Parts of the exercise:
A) Answer these questions about the pgbench patch email, one answer per line:
(i) Who sent the email?
(ii) On what day and at what time did Tomas Vondra write the quoted message?
(iii) Which function replaced the call to rand() in the improved patch?
B) Resume the pgbench patch email, picking up right after its final sentence.

Document text:
● ● ● ● ● ● ●
Re: PATCH: pgbench - random sampling of transaction written into log

Поиск
Список
Период
Сортировка
От Robert Haas
Тема Re: PATCH: pgbench - random sampling of transaction written into log
Дата
Msg-id CA+TgmoYENHaLJoWDvMwusTxeUatp2Fp3Hd7h-tRj2Jc5X5u-qw@mail.gmail.com
обсуждение исходный текст
Ответ на Re: PATCH: pgbench - random sampling of transaction written into log  (Tomas Vondra <tv@fuzzy.cz>)
Ответы Re: PATCH: pgbench - random sampling of transaction written into log
Список pgsql-hackers
On Sun, Aug 26, 2012 at 1:04 PM, Tomas Vondra <tv@fuzzy.cz> wrote:
> Attached is an improved patch, with a call to rand() replaced with
> getrand().
>
> I was thinking about the counter but I'm not really sure how to handle
> cases like "39%" - I'm not sure a plain (counter % 100 < 37) is not a
> good sampling, because it always keeps continuous sequences of
> transactions. Maybe there's a clever way to use a counter, but let's
> stick to a getrand() unless we can prove is't causing issues. Especially
> considering that a lot of data won't be be written at all with low
> sampling rates.
● ● ● ● ● ● ●
Rows from a pointing dataset:

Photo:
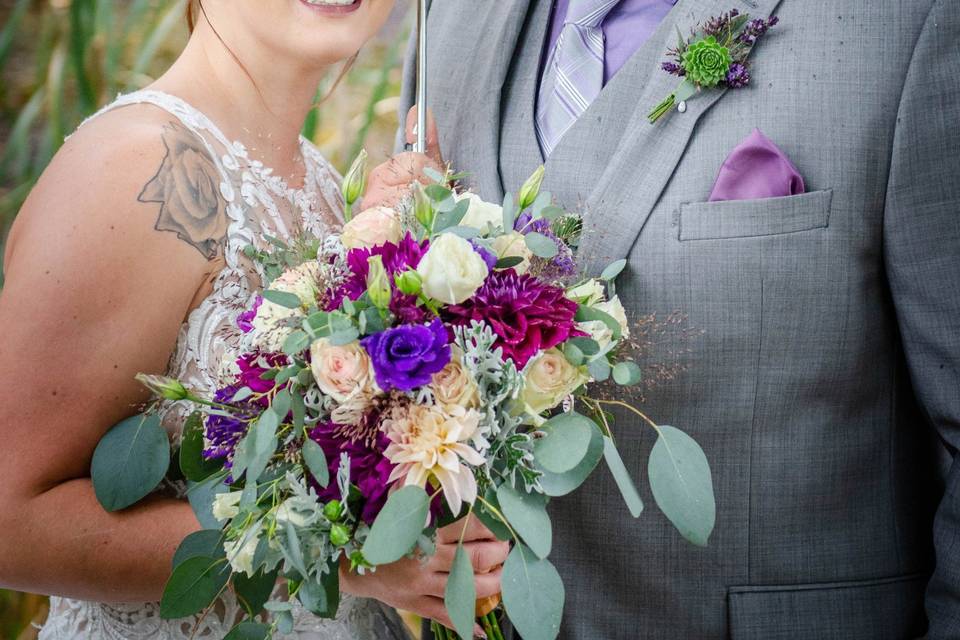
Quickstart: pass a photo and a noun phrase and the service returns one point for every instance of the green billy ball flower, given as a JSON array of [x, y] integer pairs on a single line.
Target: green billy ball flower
[[706, 62]]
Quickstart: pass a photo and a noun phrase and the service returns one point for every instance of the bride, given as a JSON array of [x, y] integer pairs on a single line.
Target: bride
[[128, 257]]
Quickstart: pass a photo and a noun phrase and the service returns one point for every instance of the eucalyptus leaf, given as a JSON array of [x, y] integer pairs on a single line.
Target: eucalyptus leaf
[[565, 443], [541, 245], [533, 595], [398, 526], [193, 586], [622, 477], [560, 484], [130, 461], [316, 462], [682, 485], [192, 463], [460, 594], [282, 298], [527, 514]]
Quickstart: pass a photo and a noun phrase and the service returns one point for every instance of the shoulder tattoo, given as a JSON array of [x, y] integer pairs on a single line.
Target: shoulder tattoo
[[187, 186]]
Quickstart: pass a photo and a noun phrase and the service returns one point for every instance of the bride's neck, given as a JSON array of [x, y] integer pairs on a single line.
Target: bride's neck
[[257, 101]]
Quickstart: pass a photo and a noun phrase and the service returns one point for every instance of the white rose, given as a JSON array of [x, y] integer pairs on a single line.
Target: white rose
[[226, 505], [513, 245], [372, 227], [480, 213], [341, 371], [548, 380], [451, 270]]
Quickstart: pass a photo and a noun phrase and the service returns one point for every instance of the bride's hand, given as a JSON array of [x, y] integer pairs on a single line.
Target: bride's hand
[[390, 182], [414, 585]]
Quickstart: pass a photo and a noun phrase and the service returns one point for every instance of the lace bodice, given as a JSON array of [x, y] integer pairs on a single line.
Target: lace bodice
[[259, 205]]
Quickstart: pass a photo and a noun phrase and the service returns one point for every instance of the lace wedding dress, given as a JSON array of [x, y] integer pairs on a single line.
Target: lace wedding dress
[[258, 204]]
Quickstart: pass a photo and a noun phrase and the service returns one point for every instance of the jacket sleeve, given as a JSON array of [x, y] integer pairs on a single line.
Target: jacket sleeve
[[922, 258]]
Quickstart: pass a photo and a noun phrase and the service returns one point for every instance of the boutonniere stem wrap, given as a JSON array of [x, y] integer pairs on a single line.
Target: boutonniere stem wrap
[[715, 54]]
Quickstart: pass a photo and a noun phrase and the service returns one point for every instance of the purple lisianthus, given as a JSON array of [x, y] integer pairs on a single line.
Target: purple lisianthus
[[527, 314], [245, 319], [407, 356], [369, 469]]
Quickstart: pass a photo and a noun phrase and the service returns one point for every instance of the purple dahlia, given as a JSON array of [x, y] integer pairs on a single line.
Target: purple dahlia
[[527, 314]]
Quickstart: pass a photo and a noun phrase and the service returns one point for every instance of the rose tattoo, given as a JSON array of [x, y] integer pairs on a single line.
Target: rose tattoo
[[187, 186]]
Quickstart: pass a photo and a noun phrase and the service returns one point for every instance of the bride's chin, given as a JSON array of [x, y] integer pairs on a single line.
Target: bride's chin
[[332, 7]]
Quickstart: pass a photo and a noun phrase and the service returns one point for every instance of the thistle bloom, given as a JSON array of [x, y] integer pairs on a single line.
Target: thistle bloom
[[427, 443]]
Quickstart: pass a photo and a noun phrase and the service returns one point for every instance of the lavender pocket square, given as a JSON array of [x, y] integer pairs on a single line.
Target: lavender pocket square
[[756, 169]]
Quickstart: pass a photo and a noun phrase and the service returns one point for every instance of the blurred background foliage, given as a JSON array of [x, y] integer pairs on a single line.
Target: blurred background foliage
[[60, 60]]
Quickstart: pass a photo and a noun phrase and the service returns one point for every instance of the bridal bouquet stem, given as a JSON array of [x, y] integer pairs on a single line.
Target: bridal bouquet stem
[[425, 365]]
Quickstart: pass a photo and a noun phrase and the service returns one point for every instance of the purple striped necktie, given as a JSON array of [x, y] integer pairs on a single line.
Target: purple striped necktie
[[573, 76]]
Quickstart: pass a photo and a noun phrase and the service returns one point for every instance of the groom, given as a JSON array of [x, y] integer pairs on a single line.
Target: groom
[[824, 385]]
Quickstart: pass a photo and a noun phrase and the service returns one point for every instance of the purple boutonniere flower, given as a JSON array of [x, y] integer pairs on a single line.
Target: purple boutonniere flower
[[407, 356]]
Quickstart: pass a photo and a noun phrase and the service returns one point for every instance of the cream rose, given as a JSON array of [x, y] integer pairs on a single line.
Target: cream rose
[[480, 213], [341, 371], [372, 227], [454, 385], [513, 245], [548, 380], [451, 270]]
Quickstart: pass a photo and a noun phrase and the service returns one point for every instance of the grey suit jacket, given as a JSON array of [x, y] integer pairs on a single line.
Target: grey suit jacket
[[825, 383]]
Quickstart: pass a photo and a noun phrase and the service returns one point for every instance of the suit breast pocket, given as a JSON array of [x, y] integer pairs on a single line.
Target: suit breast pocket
[[731, 219]]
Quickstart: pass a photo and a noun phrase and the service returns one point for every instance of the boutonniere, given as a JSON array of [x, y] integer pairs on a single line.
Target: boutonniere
[[715, 54]]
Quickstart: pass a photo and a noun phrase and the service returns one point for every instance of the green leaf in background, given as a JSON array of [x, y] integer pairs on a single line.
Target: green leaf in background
[[613, 270], [624, 481], [282, 298], [681, 484], [316, 462], [560, 484], [130, 461], [207, 543], [192, 463], [527, 514], [533, 595], [194, 585], [248, 630], [627, 373], [322, 598], [398, 526], [253, 593], [460, 595], [541, 245], [565, 443]]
● ● ● ● ● ● ●
The replies:
A)
(i) Robert Haas
(ii) Sunday, August 26, 2012, at 1:04 PM
(iii) getrand()

B)
I like this patch, and I think sticking with a random number is a good
idea.  But I have two suggestions.  Number one, I think the sampling
rate should be stored as a float, not an integer, because I can easily
imagine wanting a sampling rate that is not an integer percentage -
especially, one that is less than one percent, like half a percent or
a tenth of a percent.  Also, I suggest that the command-line option
should be a long option rather than a single character option.  That
will be more mnemonic and avoid using up too many single letter
options, of which there is a limited supply.  So to sample every
hundredth result, you could do something like this:

pgbench --latency-sample-rate 0.01

Another option I personally think would be useful is an option to
record only those latencies that are above some minimum bound, like
this:

pgbench --latency-only-if-more-than $MICROSECONDS

The problem with recording all the latencies is that it tends to have
a material impact on throughput.  Your patch should address that for
the case where you just want to characterize the latency, but it would
also be nice to have a way of recording the outliers.

-- 
Robert Haas
EnterpriseDB: http://www.enterprisedb.com
The Enterprise PostgreSQL Company



В списке pgsql-hackers по дате отправления:

Предыдущее
От: Robert Haas
Дата:
Сообщение: Re: hunspell and tsearch2 ?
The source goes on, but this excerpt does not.